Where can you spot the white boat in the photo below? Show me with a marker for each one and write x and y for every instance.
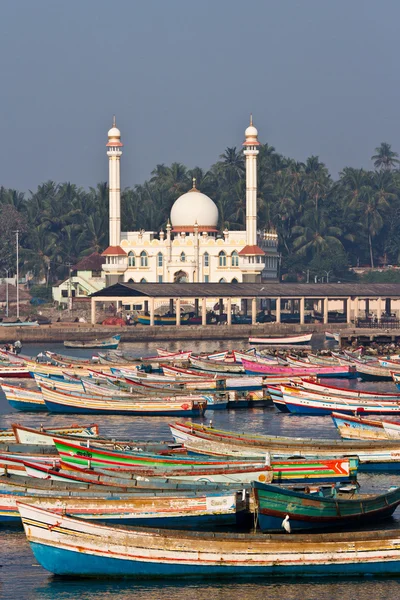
(303, 338)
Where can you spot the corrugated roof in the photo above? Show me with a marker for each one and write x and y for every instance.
(252, 290)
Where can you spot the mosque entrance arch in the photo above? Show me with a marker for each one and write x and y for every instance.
(181, 277)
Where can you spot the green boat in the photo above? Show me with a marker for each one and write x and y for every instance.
(314, 511)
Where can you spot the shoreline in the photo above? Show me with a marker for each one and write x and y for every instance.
(58, 332)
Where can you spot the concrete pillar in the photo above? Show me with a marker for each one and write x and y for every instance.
(278, 310)
(152, 311)
(325, 320)
(229, 311)
(302, 304)
(348, 310)
(204, 311)
(379, 309)
(93, 311)
(253, 311)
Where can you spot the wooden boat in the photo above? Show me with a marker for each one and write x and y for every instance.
(184, 509)
(19, 324)
(14, 371)
(372, 371)
(310, 511)
(215, 366)
(373, 455)
(106, 344)
(75, 547)
(304, 338)
(330, 335)
(69, 403)
(24, 399)
(252, 368)
(304, 405)
(27, 435)
(324, 388)
(359, 428)
(95, 456)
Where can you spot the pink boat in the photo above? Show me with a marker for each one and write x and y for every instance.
(253, 368)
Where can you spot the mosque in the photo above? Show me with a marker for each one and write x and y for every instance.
(191, 249)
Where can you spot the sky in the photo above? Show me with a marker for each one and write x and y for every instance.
(182, 77)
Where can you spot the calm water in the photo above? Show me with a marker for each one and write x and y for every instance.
(22, 578)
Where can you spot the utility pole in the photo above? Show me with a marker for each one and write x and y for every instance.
(69, 265)
(17, 282)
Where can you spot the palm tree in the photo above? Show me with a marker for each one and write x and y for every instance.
(385, 158)
(316, 236)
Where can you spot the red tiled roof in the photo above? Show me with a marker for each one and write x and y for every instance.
(251, 251)
(93, 262)
(114, 251)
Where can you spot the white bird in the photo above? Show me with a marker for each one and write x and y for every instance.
(286, 524)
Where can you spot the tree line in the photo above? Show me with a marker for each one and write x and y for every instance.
(324, 225)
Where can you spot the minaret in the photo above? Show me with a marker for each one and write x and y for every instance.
(251, 151)
(114, 153)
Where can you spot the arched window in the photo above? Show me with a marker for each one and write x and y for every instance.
(143, 259)
(131, 259)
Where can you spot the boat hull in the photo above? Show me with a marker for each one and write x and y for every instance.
(72, 547)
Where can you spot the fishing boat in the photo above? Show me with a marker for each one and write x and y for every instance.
(324, 388)
(304, 338)
(215, 366)
(253, 368)
(373, 455)
(171, 509)
(28, 435)
(372, 371)
(19, 324)
(106, 344)
(24, 399)
(359, 428)
(311, 511)
(74, 547)
(330, 335)
(62, 402)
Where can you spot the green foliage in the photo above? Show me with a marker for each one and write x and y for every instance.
(323, 225)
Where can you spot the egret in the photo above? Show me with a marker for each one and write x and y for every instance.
(286, 524)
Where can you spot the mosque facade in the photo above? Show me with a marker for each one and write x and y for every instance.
(191, 249)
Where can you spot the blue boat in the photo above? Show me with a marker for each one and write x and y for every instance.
(74, 547)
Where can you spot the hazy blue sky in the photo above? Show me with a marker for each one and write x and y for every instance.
(182, 77)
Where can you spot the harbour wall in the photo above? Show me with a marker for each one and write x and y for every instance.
(58, 332)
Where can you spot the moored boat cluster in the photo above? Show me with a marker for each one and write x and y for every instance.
(73, 488)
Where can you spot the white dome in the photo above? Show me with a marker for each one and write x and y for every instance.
(114, 132)
(194, 208)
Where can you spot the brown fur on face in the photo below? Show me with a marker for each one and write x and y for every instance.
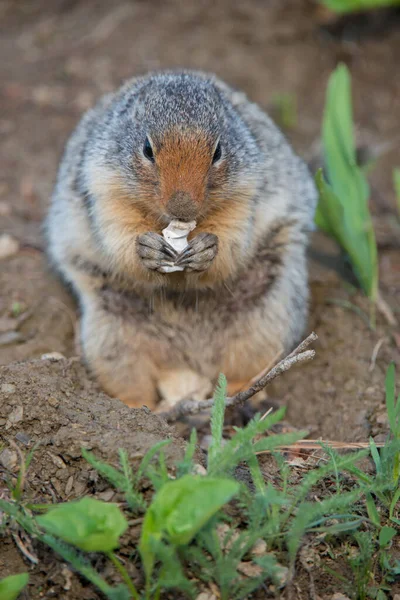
(122, 216)
(183, 161)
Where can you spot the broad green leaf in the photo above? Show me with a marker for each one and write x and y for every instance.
(386, 534)
(12, 586)
(343, 211)
(88, 524)
(180, 509)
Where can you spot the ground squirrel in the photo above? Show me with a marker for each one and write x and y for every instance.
(181, 145)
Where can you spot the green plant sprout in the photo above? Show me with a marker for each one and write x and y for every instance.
(12, 586)
(343, 211)
(396, 182)
(188, 536)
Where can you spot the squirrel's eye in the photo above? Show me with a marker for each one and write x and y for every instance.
(148, 150)
(217, 153)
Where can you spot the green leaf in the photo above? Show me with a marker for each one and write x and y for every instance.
(386, 534)
(394, 501)
(180, 509)
(372, 510)
(12, 586)
(396, 182)
(343, 211)
(185, 466)
(390, 400)
(217, 420)
(88, 524)
(375, 456)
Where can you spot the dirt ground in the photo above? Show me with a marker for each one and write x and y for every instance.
(57, 58)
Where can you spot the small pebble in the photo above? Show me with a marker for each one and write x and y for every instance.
(259, 548)
(53, 356)
(8, 246)
(9, 459)
(68, 487)
(8, 388)
(16, 415)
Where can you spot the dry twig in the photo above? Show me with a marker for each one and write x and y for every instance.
(190, 407)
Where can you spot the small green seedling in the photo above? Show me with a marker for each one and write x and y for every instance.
(12, 586)
(343, 211)
(396, 182)
(88, 524)
(180, 509)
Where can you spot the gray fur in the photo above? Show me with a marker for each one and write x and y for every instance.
(134, 329)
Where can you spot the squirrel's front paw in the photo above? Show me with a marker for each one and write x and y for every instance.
(200, 253)
(154, 252)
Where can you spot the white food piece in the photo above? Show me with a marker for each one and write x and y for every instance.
(176, 235)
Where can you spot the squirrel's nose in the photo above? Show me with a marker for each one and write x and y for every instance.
(182, 206)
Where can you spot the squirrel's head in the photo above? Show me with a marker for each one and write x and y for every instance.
(173, 147)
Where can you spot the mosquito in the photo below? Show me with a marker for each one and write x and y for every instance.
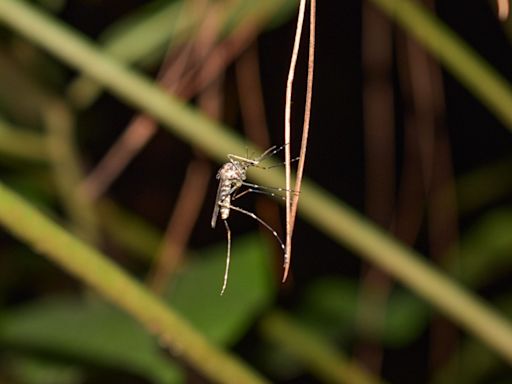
(231, 178)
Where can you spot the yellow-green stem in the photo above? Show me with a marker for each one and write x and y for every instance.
(96, 270)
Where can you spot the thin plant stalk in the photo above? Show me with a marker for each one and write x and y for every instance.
(306, 124)
(287, 136)
(322, 210)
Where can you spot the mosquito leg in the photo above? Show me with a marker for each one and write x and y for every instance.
(228, 257)
(250, 214)
(245, 183)
(256, 191)
(275, 165)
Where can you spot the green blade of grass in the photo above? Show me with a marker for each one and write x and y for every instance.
(99, 272)
(466, 65)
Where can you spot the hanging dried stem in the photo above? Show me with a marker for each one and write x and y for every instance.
(291, 206)
(287, 135)
(503, 9)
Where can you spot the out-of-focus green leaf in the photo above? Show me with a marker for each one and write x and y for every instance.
(406, 317)
(196, 292)
(98, 333)
(331, 306)
(92, 331)
(485, 249)
(475, 363)
(31, 370)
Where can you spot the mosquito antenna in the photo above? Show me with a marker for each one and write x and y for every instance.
(228, 257)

What is needed: Output nothing except an exact copy of the records above, with the images left out.

Problem solution:
Where can you spot the white boat in the photo below? Show me with a marker for each one and write x and y for every instance.
(303, 338)
Where can you spot the corrugated roof in the photo above? Show me with a marker for each one and write x and y for every instance.
(252, 290)
Where can you spot the mosque entrance arch in the photo above? Show me with a marker for each one and write x and y for every instance.
(181, 277)
Where can you spot the green boat in the photo above? Show me with a marker for each one and write x and y for every instance.
(314, 511)
Where can you spot the shoreline in the photo above? Show me with a marker for each one and write x and y for every instance.
(58, 332)
Where can you spot the concrete pillar in the photo above? Show me with a marker for each one and write x and y for every instance.
(278, 310)
(152, 311)
(325, 320)
(229, 311)
(302, 304)
(348, 310)
(204, 311)
(379, 309)
(93, 311)
(253, 311)
Where can you spot the wooden boat in the photo above? Show me with a marker for each one and write x and y for every instance.
(184, 509)
(19, 324)
(14, 371)
(372, 371)
(310, 511)
(215, 366)
(373, 455)
(106, 344)
(75, 547)
(304, 338)
(330, 335)
(69, 403)
(24, 399)
(252, 368)
(304, 405)
(27, 435)
(324, 388)
(359, 428)
(95, 456)
Where can you spot the pink boat in the photo above? Show me with a marker for each one and write x and y for every instance.
(253, 368)
Where can you spot the mosque in the photo above? Show me with a marker for each one and write x and y for every instance.
(191, 249)
Where can you spot the sky in the photo above? Show me with a marker for each one and write x and y for every instance.
(182, 77)
Where can you spot the calm water in the photo above? Show me with a marker for each one and write x and y for every instance.
(22, 578)
Where can you spot the utility pole in the photo above? Show me with a marker for each one and write x and y for every instance.
(69, 265)
(17, 282)
Where can you spot the palm tree in the photo above? Show me with a marker for each one and write x and y for every instance.
(385, 158)
(316, 236)
Where can you spot the red tiled roof in the photo above? Show me with a marker for each one and write x and y for every instance.
(251, 251)
(93, 262)
(114, 251)
Where can you spot the white bird in the photo above? Show me with a marker for each one and write x and y for every instance.
(286, 524)
Where can you spot the tree line in the photo above? Show me with a marker for each one and write x and y for every instance.
(324, 225)
Where can you spot the minaret in the photo above? Show me with a marker for each one and write x and y for every instance.
(251, 151)
(114, 153)
Where can you spot the arched window in the photo above? Show me with a marker for each one and write x and y for every instance.
(143, 259)
(131, 259)
Where can you spot the boat hull in the photo above? Show me with a marker for each one and write x and y for every instance.
(72, 547)
Where can you spot the fishing boat in the photo above? Show me with a marker for each one and write x and y for every instance.
(324, 388)
(304, 338)
(215, 366)
(253, 368)
(373, 455)
(171, 509)
(28, 435)
(372, 371)
(19, 324)
(106, 344)
(24, 399)
(359, 428)
(311, 511)
(74, 547)
(330, 335)
(62, 402)
Where can you spot the green foliage in the photo above? Show me with a marker for each one and write x and y for every instance.
(323, 225)
Where can you spot the egret in the photo above? Show me with a marker for each one and write x and y for every instance.
(286, 524)
Where can you spot the mosque facade in the photo above? Show me with a marker for each one and write x and y for every instance.
(191, 249)
Where can you spot the blue boat in the photo above? Show me with a marker for each one and write x and y for every instance.
(74, 547)
Where can you spot the hazy blue sky in the photo above? Show me with a marker for each one and write x and y for every instance.
(182, 77)
Where can you spot the harbour wall in the photo above? Show me with a marker for each one and write x and y for every instance.
(58, 332)
Where can you spot the moored boat cluster in the photo above? Show me with a marker for each one and write x and y for every instance.
(73, 488)
Where can you spot the white dome in the photo above? Show me with a marker for each one and write x and y for every instance.
(114, 132)
(194, 208)
Where can you spot the brown fur on face in the photo below? Show me with a marker for each one and write x and y for every instance.
(122, 216)
(183, 161)
Where can you spot the broad green leaf in the photo above? Show me with a marker for each one and write x and y for every instance.
(386, 534)
(12, 586)
(343, 211)
(88, 524)
(180, 509)
Where can you spot the ground squirrel in the photo above? Show me with a marker for each one and write x and y for every instance.
(181, 145)
Where can you spot the green plant sprout in the photo above? Show me with a marker for each one and write x and y for every instance.
(12, 586)
(343, 211)
(396, 182)
(188, 536)
Where can you spot the squirrel's eye in the photo above? Show me with a marker for each one and write x and y for every instance.
(148, 150)
(217, 153)
Where can you spot the green leaf in the photo above? Show me with a marker for each one and write x and y for every instance.
(386, 534)
(394, 501)
(180, 509)
(372, 510)
(12, 586)
(396, 182)
(343, 211)
(185, 466)
(390, 400)
(217, 420)
(88, 524)
(375, 456)
Where can you spot the dirt ground in the photo above? Show me with a marker for each one and write x and y for every instance.
(57, 58)
Where can you spot the small pebble in the photo above? Show me with a marker for each one and write x and y for every instance.
(259, 548)
(53, 356)
(8, 246)
(9, 459)
(68, 487)
(8, 388)
(16, 415)
Where can you spot the dry twig in the photo above? Show me with a marker for each one and write x and y for every instance.
(190, 407)
Where can you spot the small green seedling in the photo above? Show me with a marker for each one and write x and y for every instance.
(12, 586)
(343, 211)
(396, 182)
(88, 524)
(180, 509)
Where can you spot the gray fur in the photo above? Show me with a marker for each one and write x and y for every instance.
(134, 329)
Where can you spot the squirrel's front paw in the photo above? Show me with a marker for each one and write x and y for every instance.
(200, 253)
(154, 252)
Where can you spot the white food piece in the photo above? Show me with a marker for each one and write x and y for every instance.
(176, 235)
Where can you spot the squirrel's nose in the photo above? Show me with a marker for each one and write x and y for every instance.
(182, 206)
Where can you spot the squirrel's head in the photo above? Show me with a marker for each one and write x and y for every instance.
(173, 147)
Where can you spot the mosquito in the photo below? Show me with a marker for each one and write x and y for every instance.
(231, 178)
Where can you spot the yellow-green stem in the photo above? Show me with a marker for each one and write x and y for every instance.
(96, 270)
Where can you spot the thin plant stalk in the photo above? Show me with a marker for each one and write x and y for every instance.
(306, 124)
(287, 136)
(322, 210)
Where can you spot the mosquito leg in the photo above? Show me with a marker for each one and write x and y for every instance.
(228, 257)
(250, 214)
(245, 183)
(256, 191)
(275, 165)
Where can you spot the green blade of grass in the photo above? Show me with a marker for each one and write x and y for every instance.
(99, 272)
(466, 65)
Where can you spot the hanging dried stem in the photo above? Show me with a marker for each one and write x and y for every instance.
(291, 206)
(287, 135)
(503, 9)
Where can you spot the out-of-focus green leaf in the photo above? Show me with a marker for each one and write x and y for every instance.
(406, 317)
(196, 292)
(98, 333)
(331, 306)
(92, 331)
(485, 249)
(475, 363)
(31, 370)
Where can you spot the mosquito antenna in the photo above? Show me with a marker for each one and write x and y for every instance.
(228, 257)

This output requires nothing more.